→ DATA SHOWN:
:::

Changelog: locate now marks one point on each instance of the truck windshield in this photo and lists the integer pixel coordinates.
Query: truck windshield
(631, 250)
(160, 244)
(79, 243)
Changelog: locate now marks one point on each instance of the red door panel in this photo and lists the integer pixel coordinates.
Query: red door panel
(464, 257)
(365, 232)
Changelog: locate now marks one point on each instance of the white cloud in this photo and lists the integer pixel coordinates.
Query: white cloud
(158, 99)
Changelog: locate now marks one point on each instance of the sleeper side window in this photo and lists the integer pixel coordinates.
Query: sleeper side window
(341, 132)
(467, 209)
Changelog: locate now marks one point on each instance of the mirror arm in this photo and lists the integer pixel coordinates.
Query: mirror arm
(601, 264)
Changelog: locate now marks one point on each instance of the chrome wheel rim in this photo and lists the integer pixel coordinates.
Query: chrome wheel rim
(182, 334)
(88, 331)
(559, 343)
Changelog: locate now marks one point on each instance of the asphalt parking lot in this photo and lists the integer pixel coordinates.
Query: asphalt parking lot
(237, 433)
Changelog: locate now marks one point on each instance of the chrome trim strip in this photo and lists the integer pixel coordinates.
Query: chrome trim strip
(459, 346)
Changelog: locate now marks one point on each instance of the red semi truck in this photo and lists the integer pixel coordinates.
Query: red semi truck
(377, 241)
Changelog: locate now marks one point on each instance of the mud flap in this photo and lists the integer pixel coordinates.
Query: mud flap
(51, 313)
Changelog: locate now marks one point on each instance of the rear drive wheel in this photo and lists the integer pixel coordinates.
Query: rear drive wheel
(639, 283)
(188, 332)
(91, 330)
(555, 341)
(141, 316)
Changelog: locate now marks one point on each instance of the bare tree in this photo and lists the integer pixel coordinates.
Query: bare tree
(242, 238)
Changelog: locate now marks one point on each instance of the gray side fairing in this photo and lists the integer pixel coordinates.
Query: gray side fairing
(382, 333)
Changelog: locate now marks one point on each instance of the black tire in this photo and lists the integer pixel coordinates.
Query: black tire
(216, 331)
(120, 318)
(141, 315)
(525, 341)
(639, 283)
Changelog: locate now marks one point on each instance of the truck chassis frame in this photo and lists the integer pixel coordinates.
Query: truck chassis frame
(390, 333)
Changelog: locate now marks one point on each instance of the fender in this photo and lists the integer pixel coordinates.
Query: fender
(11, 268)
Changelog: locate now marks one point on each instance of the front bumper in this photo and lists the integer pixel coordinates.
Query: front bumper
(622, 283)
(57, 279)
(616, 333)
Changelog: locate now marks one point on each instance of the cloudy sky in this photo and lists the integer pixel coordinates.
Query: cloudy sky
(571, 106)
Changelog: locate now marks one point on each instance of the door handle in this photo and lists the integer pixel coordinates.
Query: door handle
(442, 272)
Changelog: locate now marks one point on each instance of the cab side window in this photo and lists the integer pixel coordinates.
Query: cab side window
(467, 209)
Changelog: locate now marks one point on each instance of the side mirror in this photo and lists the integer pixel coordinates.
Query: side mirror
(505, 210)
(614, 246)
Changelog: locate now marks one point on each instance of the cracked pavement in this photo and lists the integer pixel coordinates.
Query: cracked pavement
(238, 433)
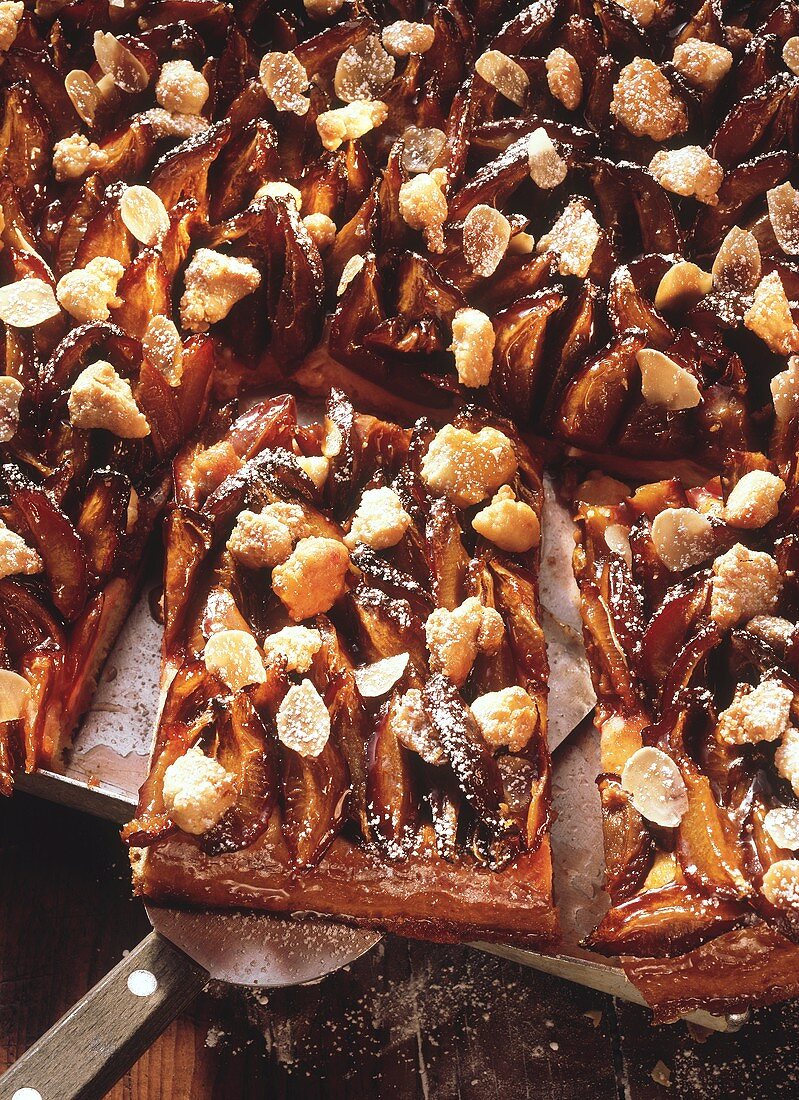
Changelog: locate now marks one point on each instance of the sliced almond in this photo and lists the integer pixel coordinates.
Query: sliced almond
(783, 826)
(682, 538)
(29, 303)
(378, 679)
(655, 787)
(143, 213)
(14, 691)
(120, 63)
(666, 383)
(303, 719)
(682, 286)
(84, 94)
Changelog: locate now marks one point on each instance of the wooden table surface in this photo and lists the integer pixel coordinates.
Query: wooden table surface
(408, 1021)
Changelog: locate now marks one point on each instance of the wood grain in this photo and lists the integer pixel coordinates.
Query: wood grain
(407, 1022)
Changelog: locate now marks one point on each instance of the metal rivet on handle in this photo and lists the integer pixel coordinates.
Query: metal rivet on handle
(141, 983)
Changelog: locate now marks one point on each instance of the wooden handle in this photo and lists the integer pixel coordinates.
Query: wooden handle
(86, 1053)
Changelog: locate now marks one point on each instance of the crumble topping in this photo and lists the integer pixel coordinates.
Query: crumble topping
(234, 658)
(505, 75)
(350, 122)
(15, 556)
(745, 583)
(321, 230)
(786, 759)
(10, 393)
(754, 499)
(10, 17)
(28, 303)
(682, 286)
(313, 578)
(573, 239)
(564, 78)
(181, 88)
(655, 785)
(197, 791)
(702, 64)
(486, 233)
(690, 172)
(757, 714)
(682, 538)
(89, 293)
(784, 215)
(507, 717)
(466, 466)
(404, 37)
(303, 719)
(455, 638)
(423, 205)
(266, 538)
(769, 316)
(214, 285)
(472, 345)
(143, 213)
(546, 165)
(510, 524)
(379, 679)
(14, 692)
(295, 645)
(363, 70)
(780, 883)
(101, 398)
(380, 520)
(666, 383)
(645, 103)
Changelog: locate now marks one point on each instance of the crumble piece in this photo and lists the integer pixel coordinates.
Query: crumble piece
(564, 78)
(754, 499)
(769, 316)
(757, 714)
(404, 37)
(265, 539)
(74, 156)
(690, 172)
(546, 165)
(510, 524)
(703, 64)
(380, 520)
(234, 658)
(15, 556)
(11, 391)
(214, 285)
(423, 206)
(655, 785)
(89, 293)
(572, 239)
(350, 122)
(197, 791)
(472, 345)
(100, 398)
(313, 578)
(285, 81)
(505, 75)
(466, 466)
(506, 718)
(296, 645)
(455, 638)
(486, 233)
(181, 88)
(303, 721)
(645, 103)
(682, 538)
(745, 583)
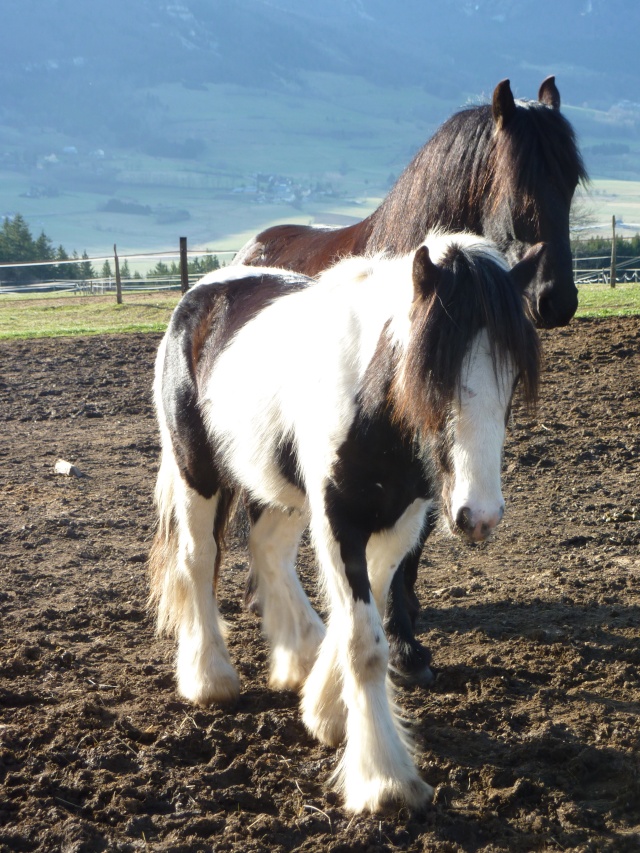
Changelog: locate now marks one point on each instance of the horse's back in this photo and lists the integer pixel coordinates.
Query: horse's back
(207, 318)
(308, 249)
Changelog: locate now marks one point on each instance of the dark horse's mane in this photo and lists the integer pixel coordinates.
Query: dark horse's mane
(465, 162)
(472, 293)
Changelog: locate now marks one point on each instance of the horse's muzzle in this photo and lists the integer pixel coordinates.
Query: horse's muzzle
(476, 527)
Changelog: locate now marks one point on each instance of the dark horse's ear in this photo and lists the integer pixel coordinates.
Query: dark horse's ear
(524, 272)
(548, 93)
(425, 274)
(503, 104)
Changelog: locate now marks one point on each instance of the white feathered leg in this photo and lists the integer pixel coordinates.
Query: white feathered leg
(203, 668)
(376, 767)
(292, 627)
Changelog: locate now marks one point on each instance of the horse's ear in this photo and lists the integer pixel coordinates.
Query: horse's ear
(548, 93)
(524, 272)
(425, 274)
(503, 104)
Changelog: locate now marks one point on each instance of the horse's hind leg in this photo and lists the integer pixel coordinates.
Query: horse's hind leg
(182, 568)
(292, 627)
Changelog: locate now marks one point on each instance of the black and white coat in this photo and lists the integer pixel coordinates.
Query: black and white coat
(350, 405)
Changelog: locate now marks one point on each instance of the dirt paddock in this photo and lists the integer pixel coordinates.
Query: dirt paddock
(531, 733)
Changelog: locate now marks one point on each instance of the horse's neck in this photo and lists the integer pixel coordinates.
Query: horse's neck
(436, 191)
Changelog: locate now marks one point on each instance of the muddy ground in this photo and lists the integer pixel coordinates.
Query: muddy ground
(531, 733)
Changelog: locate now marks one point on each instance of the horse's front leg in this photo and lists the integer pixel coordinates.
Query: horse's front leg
(410, 660)
(182, 569)
(292, 627)
(376, 767)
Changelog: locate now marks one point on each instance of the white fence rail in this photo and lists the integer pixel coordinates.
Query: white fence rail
(99, 284)
(591, 270)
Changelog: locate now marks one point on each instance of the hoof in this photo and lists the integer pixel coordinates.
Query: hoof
(410, 664)
(382, 795)
(219, 688)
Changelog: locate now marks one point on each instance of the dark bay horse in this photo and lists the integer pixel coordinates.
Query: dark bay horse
(507, 170)
(351, 405)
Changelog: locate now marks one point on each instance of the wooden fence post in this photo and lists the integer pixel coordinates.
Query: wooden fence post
(184, 266)
(118, 282)
(613, 253)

:::

→ THE PROBLEM: Copy out exactly the lines between the line with "the horse's hind" and the last line of the entries, counting both of those lines.

→ WORKED SOLUTION:
Changelog: locate now marks one point on each instance of the horse's hind leg in this photo and lists the integer pixel coordinates.
Query: horse's hind leg
(182, 568)
(292, 627)
Changelog: locate now marks one point on each instance of the black and white coat in this photo and lists the integer pixel coordinates.
Query: black and white coat
(350, 405)
Changelog: locate now marks one point on each instance of the dirt paddock in this photo and lists the integer pixel coordinates.
Query: dirt paddock
(531, 733)
Changelog: locate now marks one point on each instance of the horse's neck in this photo and lists the integer pixel coordinates.
Query: horse's neck
(436, 191)
Changelog: locate now marks one point on each instance of the muddy ground in this photo and lists the integer pixel coordinates.
Query: muddy ground
(531, 733)
Changelog: locate now marks one point on each instance of the horse's front leg in this photo and lists the integer pixel coordinates.
Query: horse's front leg
(410, 660)
(182, 569)
(292, 627)
(376, 767)
Changelog: locate now marks one point on each instance of the white fence rail in this photo and lists the integer pixel coordinates.
Query: white fence rail
(99, 284)
(591, 270)
Changelog: locate now marks one point on each instance of the hoof in this photo and lists the integer pixel coordinates.
Query: hoof
(410, 664)
(382, 795)
(219, 688)
Changelog: locate now marks one point on each instance of the dark bay horse in this photo and lists the integer pixel coordinates.
Query: dark bay horse
(507, 170)
(351, 405)
Changelog: locate now marks one point on each instance of the wooden fence post in this photo and lists the integer pixel coordinates.
Query: wooden fence post
(184, 266)
(118, 282)
(613, 253)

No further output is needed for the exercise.